Among the lines below, a stretch begins at the one with "Query: man in blue jacket" and ends at the one with "Identify the man in black". Repeat that stretch exactly, ends included.

╭─ Extracted data

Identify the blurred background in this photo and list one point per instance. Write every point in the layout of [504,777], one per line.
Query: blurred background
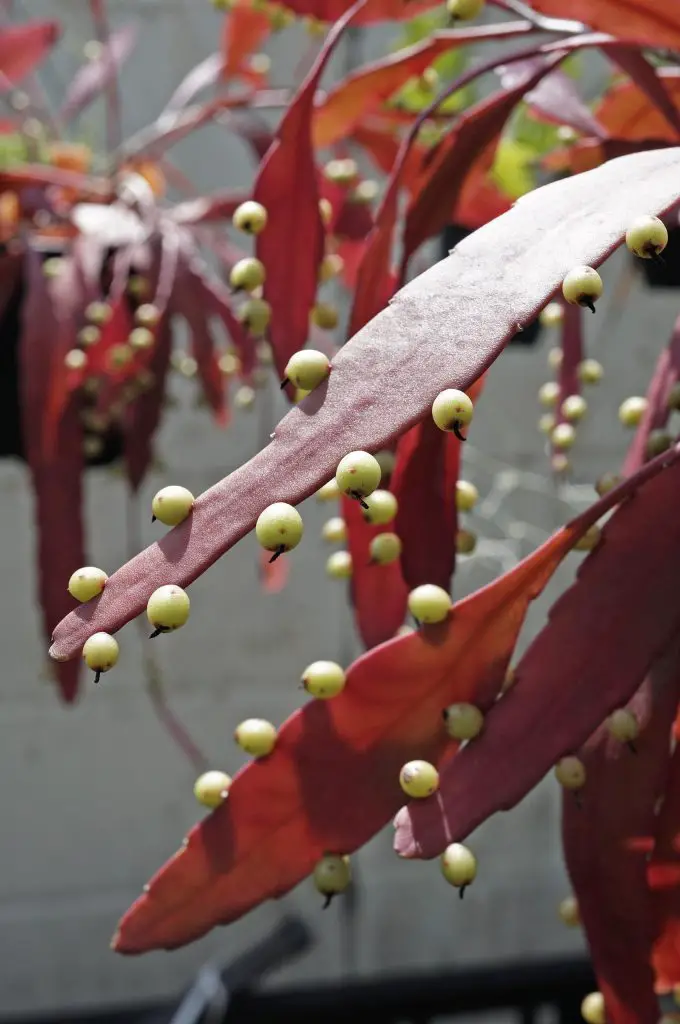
[94,798]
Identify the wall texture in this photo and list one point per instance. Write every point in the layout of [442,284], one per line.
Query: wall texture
[93,799]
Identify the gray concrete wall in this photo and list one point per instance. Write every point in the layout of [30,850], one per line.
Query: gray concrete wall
[94,799]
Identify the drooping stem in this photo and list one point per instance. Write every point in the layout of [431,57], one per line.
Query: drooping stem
[152,669]
[114,119]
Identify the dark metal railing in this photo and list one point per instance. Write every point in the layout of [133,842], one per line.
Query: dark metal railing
[227,994]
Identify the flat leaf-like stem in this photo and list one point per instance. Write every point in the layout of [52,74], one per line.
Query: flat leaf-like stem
[602,636]
[442,330]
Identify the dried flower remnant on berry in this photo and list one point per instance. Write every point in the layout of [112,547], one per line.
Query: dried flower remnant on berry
[358,475]
[100,652]
[647,238]
[453,410]
[87,583]
[583,286]
[212,788]
[459,866]
[279,528]
[419,779]
[168,608]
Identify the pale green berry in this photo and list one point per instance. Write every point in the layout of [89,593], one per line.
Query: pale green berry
[88,336]
[453,410]
[335,530]
[325,211]
[87,583]
[100,653]
[563,435]
[568,911]
[245,397]
[589,540]
[552,315]
[463,721]
[339,565]
[464,10]
[459,866]
[593,1009]
[570,772]
[357,475]
[381,508]
[549,393]
[467,496]
[329,493]
[466,542]
[560,464]
[419,779]
[332,875]
[171,505]
[385,548]
[146,314]
[324,679]
[168,608]
[331,266]
[429,603]
[590,372]
[307,369]
[342,172]
[75,359]
[574,408]
[212,787]
[623,725]
[657,441]
[279,528]
[646,237]
[247,274]
[582,287]
[606,482]
[140,339]
[250,217]
[255,314]
[386,460]
[98,312]
[367,190]
[325,315]
[632,410]
[256,736]
[228,364]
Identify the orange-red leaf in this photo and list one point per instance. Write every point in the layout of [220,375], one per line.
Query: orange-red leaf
[601,638]
[442,330]
[378,592]
[287,186]
[607,836]
[23,47]
[245,30]
[647,22]
[332,780]
[365,90]
[55,472]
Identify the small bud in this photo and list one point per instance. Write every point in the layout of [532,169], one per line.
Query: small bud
[250,217]
[419,779]
[583,286]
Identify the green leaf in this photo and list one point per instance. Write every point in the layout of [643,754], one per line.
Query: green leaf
[513,169]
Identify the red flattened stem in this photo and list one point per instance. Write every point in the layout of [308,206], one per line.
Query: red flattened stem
[563,690]
[429,338]
[607,837]
[287,187]
[378,592]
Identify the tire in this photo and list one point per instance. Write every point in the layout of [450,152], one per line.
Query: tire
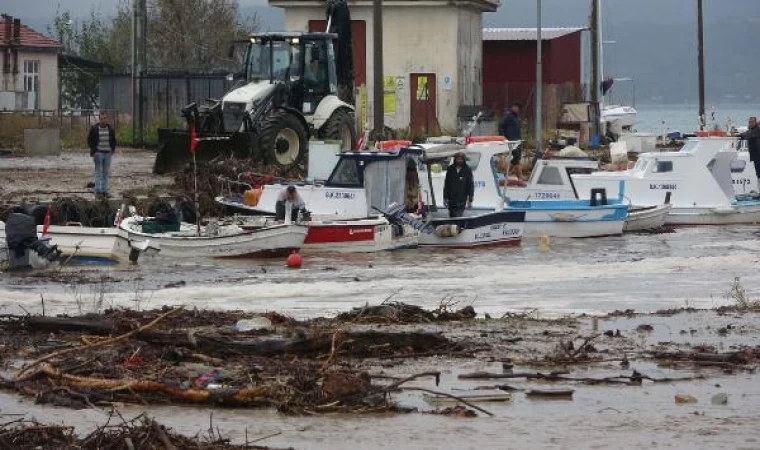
[340,127]
[283,139]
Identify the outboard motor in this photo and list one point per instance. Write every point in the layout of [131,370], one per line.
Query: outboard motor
[25,249]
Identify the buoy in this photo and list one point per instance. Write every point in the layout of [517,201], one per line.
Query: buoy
[294,260]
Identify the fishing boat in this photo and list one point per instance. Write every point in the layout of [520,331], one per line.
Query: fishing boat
[215,239]
[474,229]
[572,218]
[551,180]
[368,234]
[698,176]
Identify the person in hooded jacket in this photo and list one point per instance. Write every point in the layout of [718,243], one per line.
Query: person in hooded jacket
[459,187]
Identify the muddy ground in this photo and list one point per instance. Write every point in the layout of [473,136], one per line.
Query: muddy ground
[682,379]
[41,179]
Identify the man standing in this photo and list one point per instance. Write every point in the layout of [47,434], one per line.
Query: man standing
[102,142]
[510,128]
[289,195]
[752,136]
[459,188]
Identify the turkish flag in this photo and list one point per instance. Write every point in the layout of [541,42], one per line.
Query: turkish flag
[46,223]
[193,140]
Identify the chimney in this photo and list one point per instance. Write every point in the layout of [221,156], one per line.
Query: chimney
[17,31]
[8,28]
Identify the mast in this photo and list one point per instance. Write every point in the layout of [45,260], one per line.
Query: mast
[377,73]
[539,87]
[595,86]
[701,64]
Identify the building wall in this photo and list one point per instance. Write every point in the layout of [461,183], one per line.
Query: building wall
[509,73]
[12,84]
[415,40]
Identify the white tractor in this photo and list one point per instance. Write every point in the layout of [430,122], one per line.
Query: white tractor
[288,91]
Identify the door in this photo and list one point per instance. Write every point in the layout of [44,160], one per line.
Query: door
[422,103]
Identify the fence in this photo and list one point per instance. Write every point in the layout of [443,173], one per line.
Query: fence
[163,96]
[74,125]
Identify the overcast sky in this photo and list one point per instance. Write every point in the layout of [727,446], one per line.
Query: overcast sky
[656,39]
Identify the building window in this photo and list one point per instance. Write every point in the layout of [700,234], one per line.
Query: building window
[31,75]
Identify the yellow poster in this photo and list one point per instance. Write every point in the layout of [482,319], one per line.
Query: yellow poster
[389,95]
[422,93]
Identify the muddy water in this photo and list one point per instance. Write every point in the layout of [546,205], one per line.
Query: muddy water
[691,267]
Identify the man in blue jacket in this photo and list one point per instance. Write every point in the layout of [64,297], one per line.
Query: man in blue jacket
[510,128]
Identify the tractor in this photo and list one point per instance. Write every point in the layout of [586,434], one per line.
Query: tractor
[286,92]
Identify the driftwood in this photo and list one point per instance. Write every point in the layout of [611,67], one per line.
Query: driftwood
[634,379]
[190,395]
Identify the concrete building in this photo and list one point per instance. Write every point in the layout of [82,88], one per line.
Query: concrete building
[28,67]
[509,68]
[432,56]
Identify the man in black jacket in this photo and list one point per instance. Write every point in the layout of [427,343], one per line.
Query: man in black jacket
[510,128]
[459,188]
[752,136]
[102,143]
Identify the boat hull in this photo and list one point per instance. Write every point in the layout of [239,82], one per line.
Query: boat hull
[270,241]
[498,228]
[358,236]
[571,219]
[742,213]
[647,219]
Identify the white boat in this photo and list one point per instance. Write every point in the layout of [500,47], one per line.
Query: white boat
[370,234]
[647,218]
[475,229]
[218,241]
[556,218]
[359,183]
[698,176]
[80,241]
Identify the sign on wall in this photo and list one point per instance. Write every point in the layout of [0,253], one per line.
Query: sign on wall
[422,88]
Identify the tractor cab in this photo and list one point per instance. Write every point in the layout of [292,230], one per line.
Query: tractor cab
[303,62]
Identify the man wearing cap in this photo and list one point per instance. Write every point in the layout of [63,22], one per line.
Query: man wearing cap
[289,195]
[459,187]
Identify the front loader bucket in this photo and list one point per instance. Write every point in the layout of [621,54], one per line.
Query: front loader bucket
[174,149]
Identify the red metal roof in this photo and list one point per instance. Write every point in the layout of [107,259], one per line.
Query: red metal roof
[28,37]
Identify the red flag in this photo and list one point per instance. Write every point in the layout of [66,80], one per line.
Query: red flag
[193,139]
[46,223]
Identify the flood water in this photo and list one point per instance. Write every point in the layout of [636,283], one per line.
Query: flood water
[689,267]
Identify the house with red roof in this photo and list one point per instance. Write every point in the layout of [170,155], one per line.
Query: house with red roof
[28,67]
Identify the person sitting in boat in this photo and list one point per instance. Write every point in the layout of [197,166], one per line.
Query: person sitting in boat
[752,136]
[459,187]
[289,195]
[412,189]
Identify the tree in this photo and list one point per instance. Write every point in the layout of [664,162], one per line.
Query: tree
[194,35]
[92,39]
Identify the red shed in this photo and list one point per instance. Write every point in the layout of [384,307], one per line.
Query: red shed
[509,68]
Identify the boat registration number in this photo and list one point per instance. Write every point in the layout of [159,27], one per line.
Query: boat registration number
[340,195]
[663,186]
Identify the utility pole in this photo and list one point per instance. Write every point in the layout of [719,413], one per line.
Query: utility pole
[539,88]
[701,64]
[595,64]
[377,61]
[139,57]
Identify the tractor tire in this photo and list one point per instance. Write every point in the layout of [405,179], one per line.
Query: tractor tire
[340,127]
[283,139]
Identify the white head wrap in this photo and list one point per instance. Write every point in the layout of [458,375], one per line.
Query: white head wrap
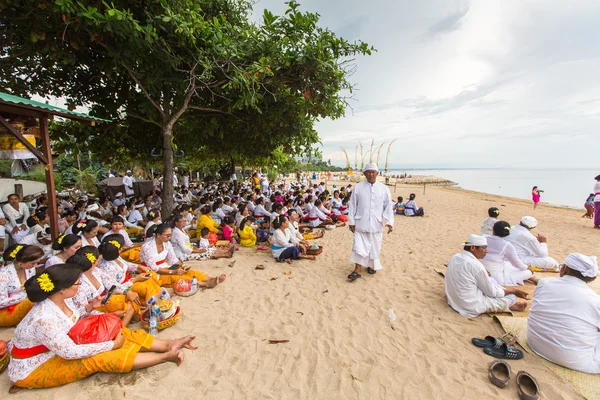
[587,265]
[475,240]
[371,167]
[529,222]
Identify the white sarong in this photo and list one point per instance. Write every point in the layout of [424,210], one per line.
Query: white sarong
[366,249]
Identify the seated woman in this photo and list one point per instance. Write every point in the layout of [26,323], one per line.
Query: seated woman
[282,247]
[16,214]
[38,232]
[90,291]
[153,219]
[21,261]
[317,217]
[118,272]
[411,209]
[158,250]
[247,233]
[43,354]
[88,230]
[67,246]
[130,251]
[205,221]
[501,260]
[185,251]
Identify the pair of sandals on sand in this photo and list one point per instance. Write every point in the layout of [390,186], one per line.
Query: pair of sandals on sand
[355,275]
[499,371]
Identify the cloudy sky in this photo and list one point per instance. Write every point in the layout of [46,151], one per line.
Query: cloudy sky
[512,83]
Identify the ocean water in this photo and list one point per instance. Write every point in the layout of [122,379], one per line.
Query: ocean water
[563,187]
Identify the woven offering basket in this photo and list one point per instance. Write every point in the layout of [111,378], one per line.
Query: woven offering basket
[315,252]
[185,294]
[4,361]
[161,324]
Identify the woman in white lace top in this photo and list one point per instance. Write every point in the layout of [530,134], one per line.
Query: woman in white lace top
[43,354]
[14,304]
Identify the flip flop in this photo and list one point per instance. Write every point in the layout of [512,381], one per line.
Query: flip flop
[499,373]
[504,351]
[489,341]
[527,386]
[353,276]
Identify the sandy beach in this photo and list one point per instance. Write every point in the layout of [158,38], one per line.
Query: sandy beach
[342,343]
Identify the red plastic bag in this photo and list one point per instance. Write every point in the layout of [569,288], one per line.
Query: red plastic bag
[212,238]
[96,329]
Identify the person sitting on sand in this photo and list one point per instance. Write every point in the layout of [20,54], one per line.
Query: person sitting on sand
[531,250]
[488,223]
[501,260]
[158,257]
[563,321]
[43,355]
[282,246]
[469,289]
[20,265]
[411,209]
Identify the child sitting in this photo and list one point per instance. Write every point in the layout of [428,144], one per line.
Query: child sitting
[487,226]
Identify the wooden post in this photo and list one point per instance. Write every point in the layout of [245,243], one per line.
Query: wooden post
[50,190]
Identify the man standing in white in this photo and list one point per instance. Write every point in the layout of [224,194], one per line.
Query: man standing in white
[370,208]
[564,320]
[128,180]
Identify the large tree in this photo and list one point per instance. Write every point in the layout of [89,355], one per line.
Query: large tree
[177,62]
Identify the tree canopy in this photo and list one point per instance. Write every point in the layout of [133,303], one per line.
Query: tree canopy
[194,74]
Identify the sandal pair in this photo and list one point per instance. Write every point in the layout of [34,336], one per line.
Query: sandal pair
[527,386]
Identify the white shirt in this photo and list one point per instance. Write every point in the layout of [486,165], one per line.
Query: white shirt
[525,243]
[128,183]
[469,289]
[487,227]
[370,207]
[564,323]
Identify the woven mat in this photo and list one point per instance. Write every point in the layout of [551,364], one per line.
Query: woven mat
[588,385]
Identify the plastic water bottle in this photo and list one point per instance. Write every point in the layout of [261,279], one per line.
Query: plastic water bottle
[153,322]
[392,315]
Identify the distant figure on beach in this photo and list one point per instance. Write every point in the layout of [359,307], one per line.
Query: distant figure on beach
[589,206]
[563,321]
[469,289]
[369,209]
[488,223]
[411,209]
[597,202]
[535,196]
[532,250]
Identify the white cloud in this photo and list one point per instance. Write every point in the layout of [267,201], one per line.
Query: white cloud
[479,83]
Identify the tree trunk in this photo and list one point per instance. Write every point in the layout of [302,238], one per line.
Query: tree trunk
[167,193]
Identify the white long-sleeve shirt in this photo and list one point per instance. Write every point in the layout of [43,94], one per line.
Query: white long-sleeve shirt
[469,289]
[370,207]
[47,325]
[525,243]
[280,241]
[564,323]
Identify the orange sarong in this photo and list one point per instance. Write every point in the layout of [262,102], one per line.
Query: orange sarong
[11,316]
[58,371]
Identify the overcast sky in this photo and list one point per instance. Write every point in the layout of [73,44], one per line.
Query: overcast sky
[510,83]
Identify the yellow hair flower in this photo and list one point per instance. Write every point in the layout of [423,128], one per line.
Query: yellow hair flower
[45,283]
[91,257]
[14,253]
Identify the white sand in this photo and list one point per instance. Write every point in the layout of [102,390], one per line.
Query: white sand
[342,343]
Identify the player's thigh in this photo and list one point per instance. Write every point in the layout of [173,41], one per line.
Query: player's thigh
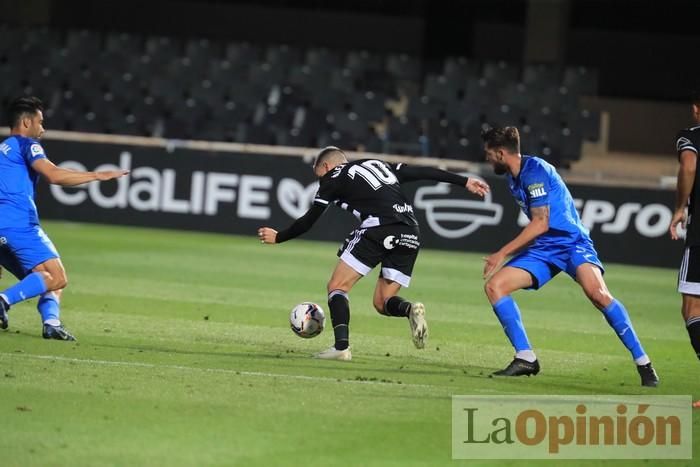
[10,262]
[400,245]
[691,306]
[359,252]
[590,277]
[689,272]
[506,281]
[344,277]
[539,264]
[30,247]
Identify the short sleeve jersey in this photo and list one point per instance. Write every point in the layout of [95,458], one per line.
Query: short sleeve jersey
[370,190]
[689,140]
[538,184]
[17,181]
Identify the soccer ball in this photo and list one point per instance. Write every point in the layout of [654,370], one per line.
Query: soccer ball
[306,320]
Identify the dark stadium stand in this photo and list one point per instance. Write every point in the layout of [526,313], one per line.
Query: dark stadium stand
[278,94]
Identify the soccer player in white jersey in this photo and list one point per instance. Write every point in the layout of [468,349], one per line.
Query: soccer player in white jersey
[388,235]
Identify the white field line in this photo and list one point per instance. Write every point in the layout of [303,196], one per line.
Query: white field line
[262,374]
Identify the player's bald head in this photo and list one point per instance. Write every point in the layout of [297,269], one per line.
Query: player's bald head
[330,154]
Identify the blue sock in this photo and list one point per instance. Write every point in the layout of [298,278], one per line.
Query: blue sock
[617,317]
[48,307]
[509,315]
[27,288]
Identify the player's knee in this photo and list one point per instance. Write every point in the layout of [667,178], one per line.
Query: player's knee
[600,298]
[378,303]
[493,289]
[56,281]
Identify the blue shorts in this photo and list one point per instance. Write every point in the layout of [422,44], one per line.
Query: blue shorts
[22,249]
[543,263]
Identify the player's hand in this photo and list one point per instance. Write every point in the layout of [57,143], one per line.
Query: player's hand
[679,217]
[267,235]
[110,174]
[478,187]
[493,263]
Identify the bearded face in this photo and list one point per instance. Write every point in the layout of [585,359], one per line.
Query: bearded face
[495,158]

╰─

Expected answer:
Query: man in blue jacket
[510,128]
Identify the tractor in this photo and list one point per instance. Write every point in the layout of [586,434], one per line.
Query: tractor
[286,92]
Identify the driftwood in this photo and list one point per instance. Write every point in the layout of [611,67], one per line.
Query: driftwood
[634,379]
[190,395]
Identify the concrete building in this photo and list one point per instance. Write every point in the layout of [82,88], one per line.
Query: concrete building
[28,67]
[509,68]
[432,56]
Identify the man in black jacket in this photo and list one point per instance. Write every point in the layout of [427,343], one per line.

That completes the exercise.